◆ **Problem**
Where the word "provide" occurs in a line of the data, return the whole line.

◆ **Source material**
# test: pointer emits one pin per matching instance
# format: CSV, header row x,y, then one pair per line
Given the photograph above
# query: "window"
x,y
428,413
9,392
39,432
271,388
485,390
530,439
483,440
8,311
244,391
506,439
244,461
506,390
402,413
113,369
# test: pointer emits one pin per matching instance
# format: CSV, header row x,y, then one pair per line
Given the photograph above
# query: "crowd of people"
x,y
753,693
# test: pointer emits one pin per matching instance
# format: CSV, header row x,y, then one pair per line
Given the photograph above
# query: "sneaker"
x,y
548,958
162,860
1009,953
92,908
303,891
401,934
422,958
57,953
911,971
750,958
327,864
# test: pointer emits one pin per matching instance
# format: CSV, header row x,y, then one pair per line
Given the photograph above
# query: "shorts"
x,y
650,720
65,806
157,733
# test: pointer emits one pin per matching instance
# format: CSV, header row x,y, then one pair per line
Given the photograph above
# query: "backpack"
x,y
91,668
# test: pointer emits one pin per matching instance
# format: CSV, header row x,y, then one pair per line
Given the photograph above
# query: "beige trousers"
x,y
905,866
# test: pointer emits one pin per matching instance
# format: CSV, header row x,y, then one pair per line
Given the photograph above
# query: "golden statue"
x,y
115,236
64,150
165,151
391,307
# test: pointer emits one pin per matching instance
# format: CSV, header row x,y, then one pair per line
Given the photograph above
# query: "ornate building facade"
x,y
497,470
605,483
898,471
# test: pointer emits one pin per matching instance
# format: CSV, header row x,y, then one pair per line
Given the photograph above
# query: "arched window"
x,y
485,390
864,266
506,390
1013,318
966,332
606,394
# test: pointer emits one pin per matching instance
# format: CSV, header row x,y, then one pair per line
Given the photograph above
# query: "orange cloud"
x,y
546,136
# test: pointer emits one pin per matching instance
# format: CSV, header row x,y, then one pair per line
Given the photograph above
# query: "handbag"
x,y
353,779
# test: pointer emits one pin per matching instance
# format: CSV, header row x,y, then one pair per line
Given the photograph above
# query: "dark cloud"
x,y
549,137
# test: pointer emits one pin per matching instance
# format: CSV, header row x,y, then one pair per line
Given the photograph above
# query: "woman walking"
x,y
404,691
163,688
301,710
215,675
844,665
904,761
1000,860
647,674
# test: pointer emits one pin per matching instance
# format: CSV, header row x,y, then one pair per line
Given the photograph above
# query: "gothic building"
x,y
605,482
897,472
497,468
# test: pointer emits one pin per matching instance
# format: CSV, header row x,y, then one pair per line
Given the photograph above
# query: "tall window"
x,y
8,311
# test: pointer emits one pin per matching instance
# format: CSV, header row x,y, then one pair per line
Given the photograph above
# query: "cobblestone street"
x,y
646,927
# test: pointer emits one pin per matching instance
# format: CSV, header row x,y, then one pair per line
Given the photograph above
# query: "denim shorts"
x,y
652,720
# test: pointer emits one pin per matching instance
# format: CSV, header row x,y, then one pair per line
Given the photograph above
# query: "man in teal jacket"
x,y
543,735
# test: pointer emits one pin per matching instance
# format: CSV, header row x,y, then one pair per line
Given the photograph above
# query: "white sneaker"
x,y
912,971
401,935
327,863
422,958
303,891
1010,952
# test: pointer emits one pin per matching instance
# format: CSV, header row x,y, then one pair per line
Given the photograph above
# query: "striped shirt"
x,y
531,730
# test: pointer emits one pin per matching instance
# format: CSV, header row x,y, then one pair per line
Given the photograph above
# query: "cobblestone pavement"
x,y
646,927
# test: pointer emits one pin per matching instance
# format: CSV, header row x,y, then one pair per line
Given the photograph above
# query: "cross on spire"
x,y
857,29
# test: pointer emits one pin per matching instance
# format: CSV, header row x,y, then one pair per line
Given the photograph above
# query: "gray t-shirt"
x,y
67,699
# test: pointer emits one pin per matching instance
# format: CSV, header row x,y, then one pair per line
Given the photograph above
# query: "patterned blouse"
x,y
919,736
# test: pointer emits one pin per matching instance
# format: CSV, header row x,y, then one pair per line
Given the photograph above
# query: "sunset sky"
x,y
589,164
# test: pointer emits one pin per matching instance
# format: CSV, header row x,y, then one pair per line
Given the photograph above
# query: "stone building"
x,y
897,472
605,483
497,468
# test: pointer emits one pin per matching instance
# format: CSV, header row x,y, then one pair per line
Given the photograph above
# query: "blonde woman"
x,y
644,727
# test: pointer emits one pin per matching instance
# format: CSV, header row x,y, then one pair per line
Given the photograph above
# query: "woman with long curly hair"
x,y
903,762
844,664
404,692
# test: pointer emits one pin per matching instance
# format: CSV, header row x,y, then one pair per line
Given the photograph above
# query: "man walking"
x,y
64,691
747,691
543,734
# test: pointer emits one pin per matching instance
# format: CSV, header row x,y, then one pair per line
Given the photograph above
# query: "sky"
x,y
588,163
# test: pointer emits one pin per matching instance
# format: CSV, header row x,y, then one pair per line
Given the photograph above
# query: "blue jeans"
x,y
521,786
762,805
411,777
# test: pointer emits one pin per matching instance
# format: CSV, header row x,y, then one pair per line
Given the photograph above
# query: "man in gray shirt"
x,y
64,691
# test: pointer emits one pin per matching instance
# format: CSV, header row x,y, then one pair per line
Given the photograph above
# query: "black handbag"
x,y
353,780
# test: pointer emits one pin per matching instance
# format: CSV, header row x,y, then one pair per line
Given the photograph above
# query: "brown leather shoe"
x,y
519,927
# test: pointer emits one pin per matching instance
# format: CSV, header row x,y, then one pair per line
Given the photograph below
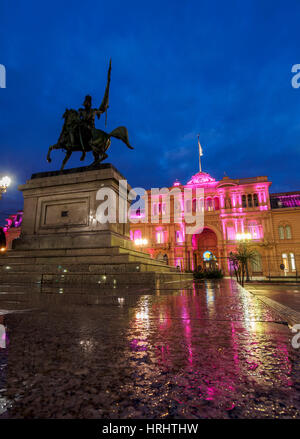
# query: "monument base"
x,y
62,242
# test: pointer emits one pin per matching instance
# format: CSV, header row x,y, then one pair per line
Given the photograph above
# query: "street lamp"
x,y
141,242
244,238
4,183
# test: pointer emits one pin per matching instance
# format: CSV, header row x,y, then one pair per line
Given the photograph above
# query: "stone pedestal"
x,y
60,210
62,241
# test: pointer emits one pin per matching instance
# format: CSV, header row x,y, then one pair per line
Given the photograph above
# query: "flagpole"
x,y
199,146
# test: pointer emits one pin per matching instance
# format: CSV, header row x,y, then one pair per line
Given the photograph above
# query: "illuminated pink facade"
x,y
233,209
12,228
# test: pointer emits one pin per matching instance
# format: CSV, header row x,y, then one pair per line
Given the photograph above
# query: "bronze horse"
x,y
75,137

...

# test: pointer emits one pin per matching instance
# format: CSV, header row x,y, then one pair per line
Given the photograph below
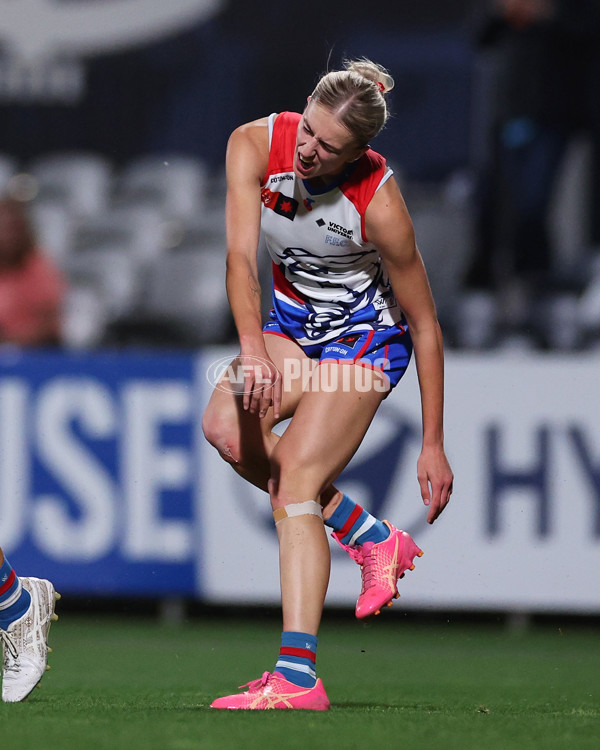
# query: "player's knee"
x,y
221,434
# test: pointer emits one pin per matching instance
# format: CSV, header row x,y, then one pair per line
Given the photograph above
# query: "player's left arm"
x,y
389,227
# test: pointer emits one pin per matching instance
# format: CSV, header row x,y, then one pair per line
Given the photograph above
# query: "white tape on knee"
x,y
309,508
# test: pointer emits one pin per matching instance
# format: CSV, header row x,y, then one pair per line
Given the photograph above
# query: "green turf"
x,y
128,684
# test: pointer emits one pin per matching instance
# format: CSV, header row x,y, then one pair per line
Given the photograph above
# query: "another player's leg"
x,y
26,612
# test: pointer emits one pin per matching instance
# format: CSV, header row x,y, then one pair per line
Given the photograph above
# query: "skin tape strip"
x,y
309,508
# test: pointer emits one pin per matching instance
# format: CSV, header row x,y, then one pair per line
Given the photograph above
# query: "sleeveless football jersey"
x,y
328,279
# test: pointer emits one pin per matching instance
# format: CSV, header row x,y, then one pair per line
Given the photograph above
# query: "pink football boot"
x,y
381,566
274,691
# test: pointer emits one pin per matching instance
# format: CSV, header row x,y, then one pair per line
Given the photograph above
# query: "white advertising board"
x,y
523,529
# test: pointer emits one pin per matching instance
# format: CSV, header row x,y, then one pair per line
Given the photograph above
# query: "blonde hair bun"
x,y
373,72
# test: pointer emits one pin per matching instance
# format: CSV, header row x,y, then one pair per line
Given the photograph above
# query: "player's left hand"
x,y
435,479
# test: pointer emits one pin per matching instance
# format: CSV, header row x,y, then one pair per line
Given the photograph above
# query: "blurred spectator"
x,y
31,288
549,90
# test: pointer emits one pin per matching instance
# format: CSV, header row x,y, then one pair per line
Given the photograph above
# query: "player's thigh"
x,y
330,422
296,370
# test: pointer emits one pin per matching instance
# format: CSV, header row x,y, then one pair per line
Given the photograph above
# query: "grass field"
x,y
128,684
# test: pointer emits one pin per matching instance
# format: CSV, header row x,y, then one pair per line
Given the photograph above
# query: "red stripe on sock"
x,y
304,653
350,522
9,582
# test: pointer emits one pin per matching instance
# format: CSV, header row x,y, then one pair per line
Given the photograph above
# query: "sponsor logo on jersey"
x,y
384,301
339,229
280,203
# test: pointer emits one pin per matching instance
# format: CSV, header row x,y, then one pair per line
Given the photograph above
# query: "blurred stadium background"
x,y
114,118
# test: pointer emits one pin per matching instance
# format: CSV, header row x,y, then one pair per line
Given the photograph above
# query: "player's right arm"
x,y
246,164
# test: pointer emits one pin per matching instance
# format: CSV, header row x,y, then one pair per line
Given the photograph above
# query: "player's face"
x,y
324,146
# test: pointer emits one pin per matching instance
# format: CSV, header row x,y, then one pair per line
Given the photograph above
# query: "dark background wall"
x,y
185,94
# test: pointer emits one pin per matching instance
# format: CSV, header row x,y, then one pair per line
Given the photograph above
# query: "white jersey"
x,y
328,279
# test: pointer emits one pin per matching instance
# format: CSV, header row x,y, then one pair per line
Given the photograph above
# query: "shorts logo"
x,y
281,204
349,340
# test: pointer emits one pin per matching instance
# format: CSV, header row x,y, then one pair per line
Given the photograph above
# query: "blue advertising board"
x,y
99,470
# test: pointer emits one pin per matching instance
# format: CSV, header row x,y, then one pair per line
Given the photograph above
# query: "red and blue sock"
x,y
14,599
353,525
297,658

--

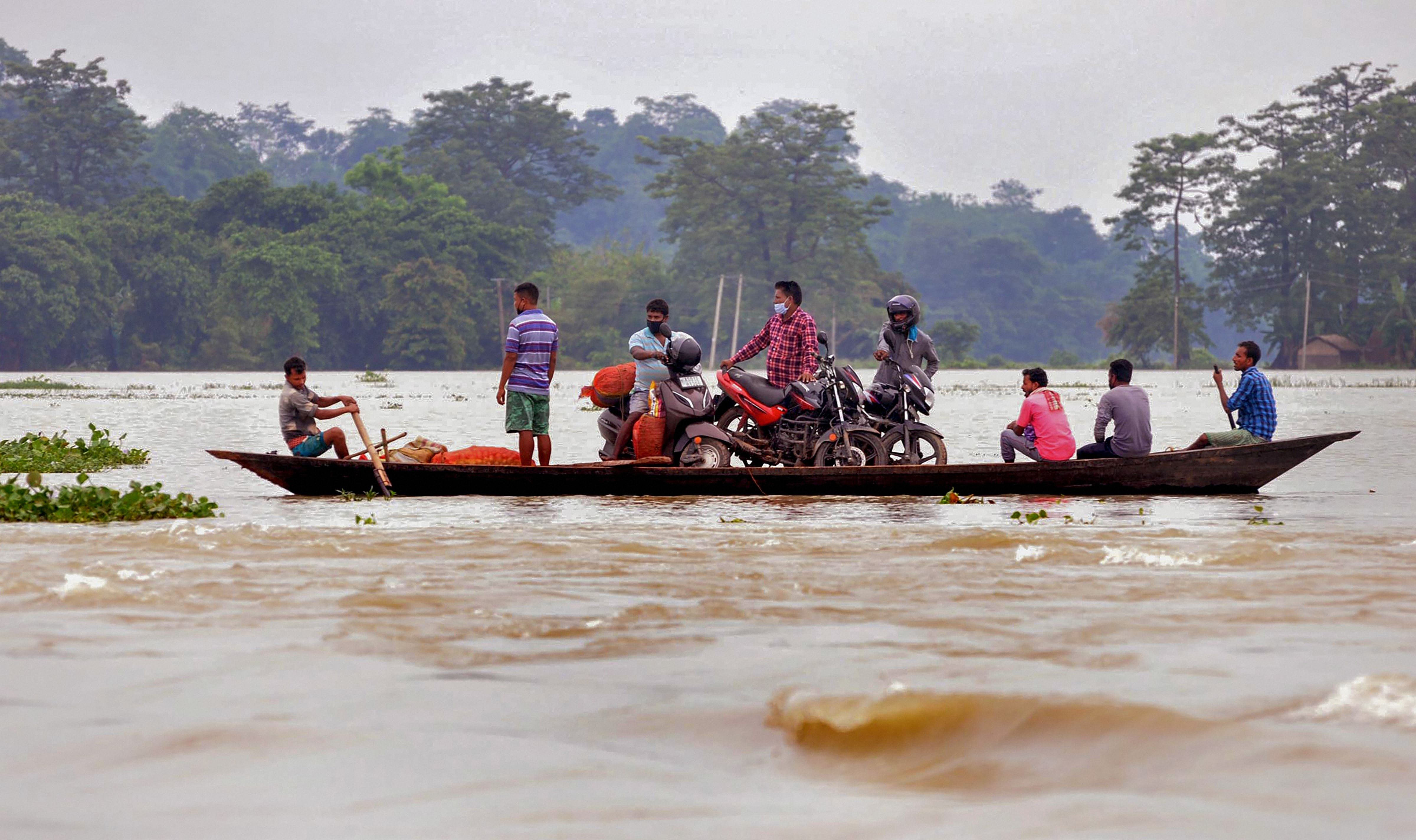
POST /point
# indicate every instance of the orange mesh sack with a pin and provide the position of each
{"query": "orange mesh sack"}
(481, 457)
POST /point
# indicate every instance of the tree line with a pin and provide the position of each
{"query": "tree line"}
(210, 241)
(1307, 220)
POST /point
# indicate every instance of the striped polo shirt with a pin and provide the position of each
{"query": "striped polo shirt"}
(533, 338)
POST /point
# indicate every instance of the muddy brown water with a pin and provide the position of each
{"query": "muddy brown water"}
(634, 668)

◆ **Result of the task**
# indicate every instance of the orange mesh sack with a pin and provide the position of each
# indicate every instance of the tree line with a pin and provide the position of each
# indicate every instance of the striped polo shirt with a pin and provide the position of each
# indicate every instance of the muddy brown water with a pin and provide the position of each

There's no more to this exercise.